====== Exercise input

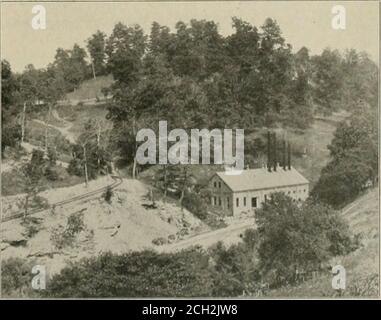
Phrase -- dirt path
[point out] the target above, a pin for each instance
(63, 130)
(229, 235)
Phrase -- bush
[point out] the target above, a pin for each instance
(16, 277)
(32, 226)
(298, 238)
(65, 237)
(52, 174)
(135, 274)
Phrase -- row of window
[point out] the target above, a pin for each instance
(289, 192)
(254, 202)
(215, 184)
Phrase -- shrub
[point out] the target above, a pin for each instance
(65, 236)
(16, 277)
(108, 194)
(195, 204)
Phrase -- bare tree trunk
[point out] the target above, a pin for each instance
(185, 177)
(92, 67)
(23, 123)
(135, 161)
(85, 165)
(165, 183)
(98, 144)
(26, 203)
(47, 129)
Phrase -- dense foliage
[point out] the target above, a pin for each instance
(354, 159)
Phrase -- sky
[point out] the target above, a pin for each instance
(303, 23)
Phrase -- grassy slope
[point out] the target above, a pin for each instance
(90, 89)
(362, 265)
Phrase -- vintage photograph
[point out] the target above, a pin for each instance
(206, 149)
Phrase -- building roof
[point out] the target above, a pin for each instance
(258, 179)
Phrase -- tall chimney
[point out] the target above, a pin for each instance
(284, 155)
(275, 157)
(289, 156)
(268, 151)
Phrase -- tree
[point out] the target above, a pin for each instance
(124, 49)
(10, 129)
(96, 45)
(32, 174)
(328, 81)
(297, 238)
(354, 159)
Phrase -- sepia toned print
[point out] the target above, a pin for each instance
(190, 149)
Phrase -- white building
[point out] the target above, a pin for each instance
(235, 194)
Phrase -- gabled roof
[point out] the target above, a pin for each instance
(258, 179)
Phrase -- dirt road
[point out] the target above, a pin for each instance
(229, 235)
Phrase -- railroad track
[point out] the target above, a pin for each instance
(117, 181)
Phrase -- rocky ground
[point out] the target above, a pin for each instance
(128, 222)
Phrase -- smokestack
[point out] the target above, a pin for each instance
(275, 157)
(284, 155)
(289, 156)
(268, 151)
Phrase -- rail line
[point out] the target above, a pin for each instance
(20, 214)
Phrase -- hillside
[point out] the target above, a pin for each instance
(127, 223)
(362, 265)
(90, 89)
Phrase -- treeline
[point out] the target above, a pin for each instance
(197, 77)
(353, 165)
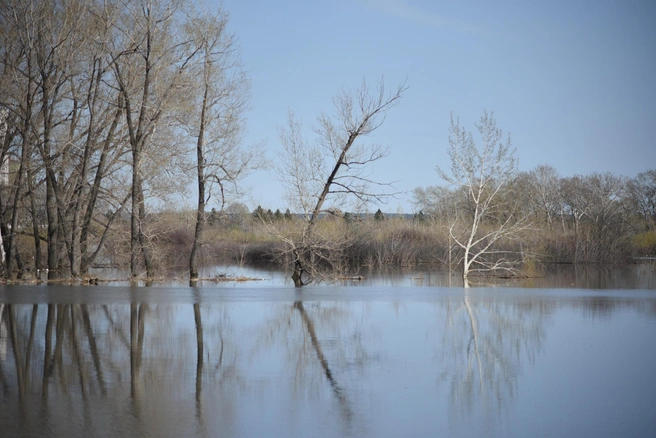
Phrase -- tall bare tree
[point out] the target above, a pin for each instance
(484, 176)
(216, 119)
(149, 62)
(321, 178)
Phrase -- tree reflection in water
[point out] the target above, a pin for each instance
(285, 367)
(485, 343)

============

What is expected – Every line in the entries above that has the word "building" should be identified and copied.

Answer below –
Phrase -- building roof
Phrase -- white building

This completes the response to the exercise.